Saturday, November 6, 2010

OKAY, NOW WHAT?

I’ve come to the end of  Look Great, Feel Great  by Joyce Meyers and read quickly through her final keys of the journey. So what am I going to do with what I’ve learned?


PRACTICE…PRACTICE…PRACTICE…PRACTICE…PRACTICE…AND PRACTICE SOME MORE…


If you are a Christian, in more than name only, then I’m sure you’ll understand what I’m about to say. I would love to say that in this earth suit that I wear, someday I will be perfect. But that just isn’t true. I know that the body that I have is a temporary one.



But there is hope in His Word, the Lord Jesus promised to return! His Word promises that some day we will have glorified bodies if we believe in Him. Those future bodies won’t wear out and they can transport in instant time and do amazing things that we can only dream of now. What fun that will be!



But, let’s come back to reality  just now. In this life, I have to take responsibility. I must make the most of what I have and that means I have to take care of this body I live in. It is with this body that I can be the hands, feet, and voice for my Savior. It is with this body that I can feel and touch the heart of someone who is hurting or happy or just taking it one day at a time. It is with this body that I can sit and read of Him and the plans that He has for me, and that I can kneel in prayer and talk to Him and know what He desires of me. It is with this body that I can worship, sing and dance for Him! The choices are mine to make. I can either continue to step up and change things for the better or not. No one is forcing me. It’s my responsibility.

I need to be very careful that I understand my limitations.   I will always need to self-evaluate what the next step is and make a way to get there, remembering to ask Him if that is truly what I am to do next. You see I have to surrender to my Lord every day! When my wants get in the way, I have to call on Him to help me find the way of escape. When others demand more of me than I can accomplish, I have to call on Him to deliver me.  But He is not there just for me to call on when I get into a pinch.  It’s all about my relationship with Him and He needs to know that I love Him with all my body (physical), soul (mental) and spirit (spiritual).  My body must worship Him in song, dance and prayer.  My mind must feed upon Him in reading His Word, studying and praying.  My spirit must be allowed to soar with Him and not be hindered by any bondange from my body or soul.  It is the spirit of God that lives in me that influences others whether I speak or do His will.  He must know my love for Him as much as I know His love for me.

■ MATERIAL FOR THIS TASK:
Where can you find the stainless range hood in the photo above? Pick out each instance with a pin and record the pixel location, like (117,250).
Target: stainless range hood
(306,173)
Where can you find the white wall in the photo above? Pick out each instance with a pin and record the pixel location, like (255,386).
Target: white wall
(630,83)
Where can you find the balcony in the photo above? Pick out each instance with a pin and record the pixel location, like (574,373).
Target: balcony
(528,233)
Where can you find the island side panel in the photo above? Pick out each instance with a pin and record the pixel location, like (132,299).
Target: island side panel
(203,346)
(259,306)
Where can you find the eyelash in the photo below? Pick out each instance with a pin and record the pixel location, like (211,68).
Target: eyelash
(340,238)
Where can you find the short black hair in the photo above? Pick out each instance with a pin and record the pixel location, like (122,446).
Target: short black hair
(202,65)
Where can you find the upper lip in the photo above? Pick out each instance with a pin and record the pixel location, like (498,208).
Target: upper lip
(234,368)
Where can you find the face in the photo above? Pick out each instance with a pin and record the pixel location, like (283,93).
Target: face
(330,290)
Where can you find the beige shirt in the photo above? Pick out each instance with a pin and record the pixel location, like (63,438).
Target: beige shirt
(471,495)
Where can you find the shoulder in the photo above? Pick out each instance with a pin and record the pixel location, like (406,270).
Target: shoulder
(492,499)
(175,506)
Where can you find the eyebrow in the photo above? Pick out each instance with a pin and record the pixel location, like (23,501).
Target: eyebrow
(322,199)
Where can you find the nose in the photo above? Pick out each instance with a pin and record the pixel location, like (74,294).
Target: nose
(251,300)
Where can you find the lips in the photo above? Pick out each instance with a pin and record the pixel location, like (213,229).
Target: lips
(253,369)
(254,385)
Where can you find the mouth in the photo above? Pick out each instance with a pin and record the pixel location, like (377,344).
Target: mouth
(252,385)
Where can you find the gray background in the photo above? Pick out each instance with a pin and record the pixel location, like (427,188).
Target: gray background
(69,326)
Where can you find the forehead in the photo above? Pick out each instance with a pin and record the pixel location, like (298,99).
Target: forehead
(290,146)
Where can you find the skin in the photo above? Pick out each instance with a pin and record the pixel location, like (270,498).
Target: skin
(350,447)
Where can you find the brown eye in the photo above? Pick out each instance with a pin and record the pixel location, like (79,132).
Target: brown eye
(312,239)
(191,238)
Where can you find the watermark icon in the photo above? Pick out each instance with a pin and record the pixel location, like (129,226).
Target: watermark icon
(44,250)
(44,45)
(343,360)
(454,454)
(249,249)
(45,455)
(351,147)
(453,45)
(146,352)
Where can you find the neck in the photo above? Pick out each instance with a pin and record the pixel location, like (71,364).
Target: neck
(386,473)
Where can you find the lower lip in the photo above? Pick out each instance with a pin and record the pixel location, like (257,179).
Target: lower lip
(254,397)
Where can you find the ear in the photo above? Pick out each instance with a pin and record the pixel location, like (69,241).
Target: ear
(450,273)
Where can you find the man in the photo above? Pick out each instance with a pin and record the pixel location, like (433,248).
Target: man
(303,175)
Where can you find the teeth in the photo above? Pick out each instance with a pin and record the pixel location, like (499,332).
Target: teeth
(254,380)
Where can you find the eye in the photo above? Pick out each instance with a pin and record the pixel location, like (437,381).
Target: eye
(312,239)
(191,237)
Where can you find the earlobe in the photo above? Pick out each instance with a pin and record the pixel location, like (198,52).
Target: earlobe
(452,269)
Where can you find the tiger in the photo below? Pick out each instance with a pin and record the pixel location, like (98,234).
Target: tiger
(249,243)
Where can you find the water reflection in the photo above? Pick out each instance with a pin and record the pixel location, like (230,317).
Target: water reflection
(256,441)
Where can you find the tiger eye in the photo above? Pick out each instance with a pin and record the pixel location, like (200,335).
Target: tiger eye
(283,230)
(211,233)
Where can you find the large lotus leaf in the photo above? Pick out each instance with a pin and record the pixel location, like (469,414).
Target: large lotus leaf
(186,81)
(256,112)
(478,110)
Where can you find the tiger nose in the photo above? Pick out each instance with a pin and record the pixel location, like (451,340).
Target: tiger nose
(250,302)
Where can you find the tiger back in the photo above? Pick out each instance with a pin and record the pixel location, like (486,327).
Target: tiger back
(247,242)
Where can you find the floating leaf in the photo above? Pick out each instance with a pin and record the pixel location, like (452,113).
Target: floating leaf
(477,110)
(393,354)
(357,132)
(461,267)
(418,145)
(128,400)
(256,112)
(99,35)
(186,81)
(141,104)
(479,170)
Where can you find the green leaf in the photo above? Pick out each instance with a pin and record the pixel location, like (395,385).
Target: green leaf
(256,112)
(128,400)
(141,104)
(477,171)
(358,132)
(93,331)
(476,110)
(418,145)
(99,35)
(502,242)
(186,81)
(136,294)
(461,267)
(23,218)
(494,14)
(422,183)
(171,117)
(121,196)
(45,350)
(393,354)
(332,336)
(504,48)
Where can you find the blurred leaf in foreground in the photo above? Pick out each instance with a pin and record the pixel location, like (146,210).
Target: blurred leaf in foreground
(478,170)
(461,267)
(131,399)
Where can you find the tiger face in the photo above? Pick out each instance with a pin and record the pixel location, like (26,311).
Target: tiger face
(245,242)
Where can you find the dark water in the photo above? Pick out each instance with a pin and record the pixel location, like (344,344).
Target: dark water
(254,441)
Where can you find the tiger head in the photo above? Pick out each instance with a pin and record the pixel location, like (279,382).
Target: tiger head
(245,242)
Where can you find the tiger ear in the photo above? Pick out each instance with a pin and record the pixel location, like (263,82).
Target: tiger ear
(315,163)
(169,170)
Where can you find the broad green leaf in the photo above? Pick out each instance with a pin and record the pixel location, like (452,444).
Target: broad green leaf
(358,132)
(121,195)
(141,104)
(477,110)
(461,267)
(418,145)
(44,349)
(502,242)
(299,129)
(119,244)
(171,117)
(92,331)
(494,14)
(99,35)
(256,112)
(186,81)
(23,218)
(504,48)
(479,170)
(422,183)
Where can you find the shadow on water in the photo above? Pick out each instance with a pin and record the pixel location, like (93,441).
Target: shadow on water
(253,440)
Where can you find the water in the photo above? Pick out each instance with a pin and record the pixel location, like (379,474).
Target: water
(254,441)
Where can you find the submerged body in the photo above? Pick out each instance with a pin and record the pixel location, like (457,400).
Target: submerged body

■ WHAT IS ASKED:
- A) Report every row above that contains the string "background", copying each such row whole. Case matters.
- B) Please write the next part of the post on caring for the body as a Christian, picking up right after its final sentence.

■ IN RESPONSE:
- A)
Where can you find the gray background in the photo above? Pick out each instance with a pin and record the pixel location, like (427,188).
Target: gray background

- B)
I am to be a holder of His light. Others will be able to see clearly because I am the "lamp light" holder. I can’t do everything that I can imagine to do. I need to take small steps and remember never to push too far ahead.  God wants me to be in the right place at the right time for the right people. He wants me to shine for Him.  He wants the same of you!



During all this, I need to have a good attitude. When I make a mistake, I need to get over it! Moping around all gloomy will not correct mistake! Sometimes I just need to chill out and laugh at myself for some silly thing that I should have known better about. Laughs are contagious! It’s amazing to me but since I started this journey with Joyce Meyer, I have actually smiled and laughed more than I have in a long time. I can’t explain why other than that feeling better makes you want to smile and it’s easier to have fun. I feel so much better than I did a couple of months ago. I only wish you could feel the difference I’ve experienced.



Oh my, and another thing that I’ve noticed is that the things I used to think were so important are really not so important. I mean things like this; fixing holiday meals for your family completely from scratch or serving processed foods that are full of empty calories and sodium just because it's quick, when I can grab a bag of prepared salad greens and top it off with quick chopped and shredded meats and cheese with a light dressing.   (I’m not talking about going crazy here and just dumping on calories, we must measure and get used to the correct portions.) The thing is we are all busy and there are ways to do things without spending so much time doing them. We just have to look for the shortcuts that are still good choices and stop feeling guilty if we change a “family tradition”.





Lastly, I think about my own children and those who have looked to me as their teacher. What have I instilled into their lives? Are they better people for having known me? Did they grow (or are they growing) in positive ways? Will my lessons still ring in their ears when I’m gone? I’m sure it won’t be the things that I’ve said so much as the things that I’ve done and taken action for that will ring in their memories. I pray that God grant me the strength to keep holding the “lamp light of Jesus’ love” high for others. I pray that God grant me the courage to do what it takes to clean the lens of the lamp even when it’s dangerous or just not easy to do so. I pray that it will be soon that others take up their own “lamp lights” to help those they have an opportunity of influence for going in the right direction.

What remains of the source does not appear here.